**DO THIS:** Reproduce each line of the listing exactly.

**INFORMATION SHOWN:**
## begin

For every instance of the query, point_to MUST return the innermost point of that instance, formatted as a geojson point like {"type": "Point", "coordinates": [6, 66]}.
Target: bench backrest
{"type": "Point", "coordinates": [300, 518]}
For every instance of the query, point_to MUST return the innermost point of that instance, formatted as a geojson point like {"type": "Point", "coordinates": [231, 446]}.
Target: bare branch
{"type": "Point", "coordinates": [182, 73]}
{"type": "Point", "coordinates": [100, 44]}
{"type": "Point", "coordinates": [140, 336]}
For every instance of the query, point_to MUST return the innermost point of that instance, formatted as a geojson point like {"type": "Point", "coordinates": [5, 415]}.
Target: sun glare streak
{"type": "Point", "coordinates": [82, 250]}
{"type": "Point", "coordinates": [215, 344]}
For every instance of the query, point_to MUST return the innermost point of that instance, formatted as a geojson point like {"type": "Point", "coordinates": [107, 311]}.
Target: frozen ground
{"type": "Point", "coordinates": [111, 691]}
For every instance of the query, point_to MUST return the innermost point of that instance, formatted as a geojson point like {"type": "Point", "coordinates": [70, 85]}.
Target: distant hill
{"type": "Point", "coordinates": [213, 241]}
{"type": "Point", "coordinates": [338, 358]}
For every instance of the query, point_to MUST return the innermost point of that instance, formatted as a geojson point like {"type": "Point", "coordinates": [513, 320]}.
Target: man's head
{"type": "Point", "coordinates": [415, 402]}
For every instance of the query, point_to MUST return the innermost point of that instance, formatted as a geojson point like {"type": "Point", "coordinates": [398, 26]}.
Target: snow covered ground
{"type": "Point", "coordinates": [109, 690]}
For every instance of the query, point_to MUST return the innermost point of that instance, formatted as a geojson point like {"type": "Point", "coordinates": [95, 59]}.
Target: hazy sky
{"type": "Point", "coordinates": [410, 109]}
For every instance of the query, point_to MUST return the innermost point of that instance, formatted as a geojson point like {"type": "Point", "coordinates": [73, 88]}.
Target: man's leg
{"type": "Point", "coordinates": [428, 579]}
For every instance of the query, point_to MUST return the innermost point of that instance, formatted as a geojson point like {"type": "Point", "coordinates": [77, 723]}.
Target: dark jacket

## end

**WRITTEN SOLUTION:**
For every instance of the query, point_to MUST return the innermost point of that instance, formatted as a geojson point like {"type": "Point", "coordinates": [6, 66]}.
Target: bench backrest
{"type": "Point", "coordinates": [300, 518]}
For every instance of the query, point_to MUST return the innermost point of that instance, formatted as a geojson point like {"type": "Point", "coordinates": [231, 446]}.
Target: bare branch
{"type": "Point", "coordinates": [182, 73]}
{"type": "Point", "coordinates": [100, 44]}
{"type": "Point", "coordinates": [140, 336]}
For every instance of the query, point_to MUST return the innermost point of that instance, formatted as a geojson point like {"type": "Point", "coordinates": [5, 415]}.
Target: sun glare streak
{"type": "Point", "coordinates": [82, 250]}
{"type": "Point", "coordinates": [215, 344]}
For every instance of the query, point_to MUST return the innermost point of that instance, formatted as a geojson point like {"type": "Point", "coordinates": [107, 311]}.
Target: frozen ground
{"type": "Point", "coordinates": [111, 691]}
For every instance of the query, point_to MUST return the innermost point of that instance, formatted as a geojson point like {"type": "Point", "coordinates": [70, 85]}.
Target: distant hill
{"type": "Point", "coordinates": [213, 241]}
{"type": "Point", "coordinates": [338, 358]}
For every instance of the query, point_to MUST return the innermost point of that instance, formatted as a geojson point like {"type": "Point", "coordinates": [513, 320]}.
Target: man's head
{"type": "Point", "coordinates": [415, 402]}
For every instance of the query, point_to MUST return the innermost point of that instance, formatted as a geojson point like {"type": "Point", "coordinates": [398, 26]}.
Target: snow covered ground
{"type": "Point", "coordinates": [109, 690]}
For every instance of the query, point_to MUST return the innermost point of that instance, formatted as a geojson point like {"type": "Point", "coordinates": [95, 59]}.
Target: hazy sky
{"type": "Point", "coordinates": [410, 109]}
For every instance of the query, point_to MUST return the innermost point of that instance, formatted as a geojson point like {"type": "Point", "coordinates": [73, 88]}.
Target: man's leg
{"type": "Point", "coordinates": [428, 579]}
For every instance of the query, point_to MUST return the innermost point of that instance, formatted as a geojson point like {"type": "Point", "coordinates": [77, 723]}.
Target: dark jacket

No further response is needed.